[What to do] Every entry that follows is to be duplicated exactly.

══ Extracted entries ══

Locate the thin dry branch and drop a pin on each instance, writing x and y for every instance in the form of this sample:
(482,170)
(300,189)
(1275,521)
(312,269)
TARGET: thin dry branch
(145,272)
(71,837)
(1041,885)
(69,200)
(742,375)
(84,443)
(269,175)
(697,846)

═══

[Exercise result]
Locate the thin dry branch and drop a pin on each instance, writing x and y for every instance in the form of this sample:
(482,170)
(300,189)
(1275,521)
(312,269)
TARGET: thin dry branch
(145,272)
(71,837)
(1041,885)
(69,200)
(742,375)
(84,443)
(269,175)
(697,846)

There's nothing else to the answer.